- [Your instructions]:
Format every line of the items below as a Markdown table with the columns Row and Line, numbering each row and leaving out blank lines.
====== Raw data ======
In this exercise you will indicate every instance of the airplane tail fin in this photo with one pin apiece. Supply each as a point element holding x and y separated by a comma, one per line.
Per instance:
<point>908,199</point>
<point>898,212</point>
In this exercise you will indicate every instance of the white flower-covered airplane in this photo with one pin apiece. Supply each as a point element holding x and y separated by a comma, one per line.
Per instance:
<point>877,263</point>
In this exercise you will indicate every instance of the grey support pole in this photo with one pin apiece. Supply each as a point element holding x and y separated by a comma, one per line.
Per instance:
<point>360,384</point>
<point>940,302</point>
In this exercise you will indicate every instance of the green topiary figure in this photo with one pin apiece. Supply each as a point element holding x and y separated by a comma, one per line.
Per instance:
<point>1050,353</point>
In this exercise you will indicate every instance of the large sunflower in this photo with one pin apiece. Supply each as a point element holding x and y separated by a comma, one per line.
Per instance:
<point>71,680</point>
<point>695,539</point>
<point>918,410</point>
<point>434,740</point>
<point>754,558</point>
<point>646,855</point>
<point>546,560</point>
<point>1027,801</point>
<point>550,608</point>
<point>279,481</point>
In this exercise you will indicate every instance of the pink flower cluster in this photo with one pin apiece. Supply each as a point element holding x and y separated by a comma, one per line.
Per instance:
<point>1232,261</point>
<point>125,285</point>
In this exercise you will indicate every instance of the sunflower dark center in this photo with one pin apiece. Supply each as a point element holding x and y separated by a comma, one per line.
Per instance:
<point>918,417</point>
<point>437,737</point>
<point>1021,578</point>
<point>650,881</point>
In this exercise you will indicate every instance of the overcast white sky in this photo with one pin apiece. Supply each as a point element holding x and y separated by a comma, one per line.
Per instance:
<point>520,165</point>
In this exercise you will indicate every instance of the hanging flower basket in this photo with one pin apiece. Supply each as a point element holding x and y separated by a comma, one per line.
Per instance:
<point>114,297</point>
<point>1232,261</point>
======
- [Result for this task]:
| Row | Line |
|---|---|
| 1 | In this exercise you will indicate every instance of the airplane tail fin in this photo with one pin apiece. Supply each as a point element holding x and y separated by a comma, one per line. |
| 2 | Per instance: |
| 3 | <point>908,199</point> |
| 4 | <point>898,212</point> |
| 5 | In this exercise you will indicate every instance of the white flower-covered airplane in this photo with one pin apiece. Supply each as a point element holding x and y separated by a comma, one per line. |
| 6 | Per instance: |
| 7 | <point>877,263</point> |
| 8 | In this exercise you will indicate every instance of the grey support pole in this photo with one pin apiece. Supply each as a point element holding x and y separated by a comma, one per line. |
| 9 | Per instance: |
| 10 | <point>360,384</point> |
| 11 | <point>940,302</point> |
| 12 | In this exercise you will indicate every instance of the green topiary figure in this photo with one pin apiece. Supply each as a point element holding x and y separated by a comma, one per line. |
| 13 | Per instance: |
| 14 | <point>1050,353</point> |
| 15 | In this exercise you will indicate every instance of the large sunflower in this photo with one pin apiece. Supply each as a point element holding x and y separated by a comma, one per line. |
| 16 | Per instance: |
| 17 | <point>71,680</point> |
| 18 | <point>695,539</point> |
| 19 | <point>918,410</point> |
| 20 | <point>434,740</point> |
| 21 | <point>754,558</point> |
| 22 | <point>646,855</point> |
| 23 | <point>546,560</point> |
| 24 | <point>1027,801</point> |
| 25 | <point>550,608</point> |
| 26 | <point>279,481</point> |
| 27 | In this exercise you will indicate every instance of the pink flower cluster in this photo with one pin apiece. Supply each as a point element holding x and y separated by a comma, one per line. |
| 28 | Per instance: |
| 29 | <point>1232,261</point> |
| 30 | <point>125,285</point> |
| 31 | In this exercise you will indicate every instance of the sunflower dark center in this photo with one pin apiece. Supply each as a point element holding x and y separated by a comma, one per line. |
| 32 | Per instance: |
| 33 | <point>918,417</point> |
| 34 | <point>437,737</point> |
| 35 | <point>1021,578</point> |
| 36 | <point>650,881</point> |
| 37 | In this exercise you will indicate every instance of the overcast white sky in this photo with one pin apiece. Supply each as a point element holding x and y separated by a comma, one per line. |
| 38 | Per instance: |
| 39 | <point>520,165</point> |
| 40 | In this exercise you will indicate every instance of the hanging flower basket in this photo with one pin apiece. Supply each as a point element holding x and y separated by a comma, one per line. |
| 41 | Per instance: |
| 42 | <point>114,297</point> |
| 43 | <point>1232,261</point> |